Begin

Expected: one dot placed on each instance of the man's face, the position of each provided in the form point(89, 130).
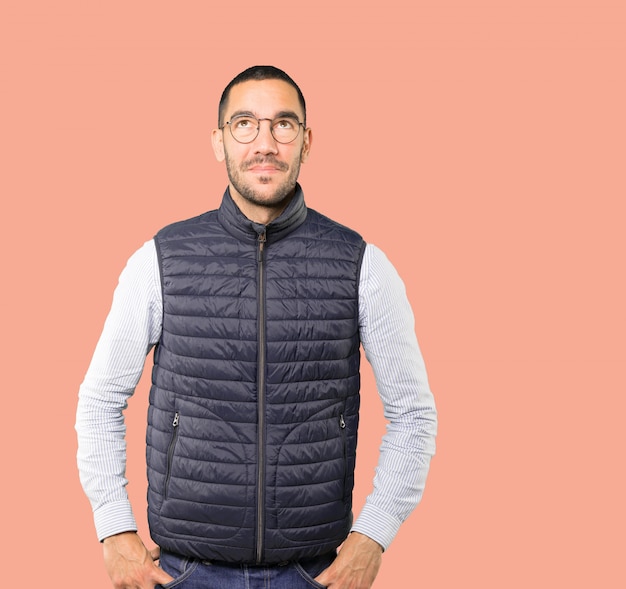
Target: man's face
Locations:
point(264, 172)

End
Begin

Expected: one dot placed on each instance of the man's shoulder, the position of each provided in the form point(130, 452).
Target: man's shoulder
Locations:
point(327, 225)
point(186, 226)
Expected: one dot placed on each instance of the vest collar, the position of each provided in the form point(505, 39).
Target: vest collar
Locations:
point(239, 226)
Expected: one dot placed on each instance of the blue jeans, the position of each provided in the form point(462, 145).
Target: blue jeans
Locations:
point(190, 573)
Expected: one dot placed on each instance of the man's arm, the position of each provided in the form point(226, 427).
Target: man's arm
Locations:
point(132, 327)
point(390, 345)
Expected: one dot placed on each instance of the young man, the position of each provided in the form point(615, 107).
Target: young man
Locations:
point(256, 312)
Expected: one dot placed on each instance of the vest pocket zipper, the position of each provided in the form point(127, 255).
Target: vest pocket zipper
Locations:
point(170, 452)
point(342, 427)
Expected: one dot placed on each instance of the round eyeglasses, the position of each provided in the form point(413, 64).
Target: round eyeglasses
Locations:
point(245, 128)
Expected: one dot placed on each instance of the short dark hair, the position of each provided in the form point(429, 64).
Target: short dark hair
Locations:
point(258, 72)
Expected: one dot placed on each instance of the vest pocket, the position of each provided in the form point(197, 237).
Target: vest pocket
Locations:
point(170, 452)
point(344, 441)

End

Given instruction:
Return the part of the rows that opens with the line containing "form point(89, 130)." and closes with the line containing "point(264, 172)", both included, as a JSON list of strings with one string per line, skipping blank lines and leaving out the pictures.

Result below:
[
  "Expected: one dot placed on each instance of the man's face, the position of each provided in the form point(89, 130).",
  "Target: man's face",
  "Locations:",
  "point(264, 172)"
]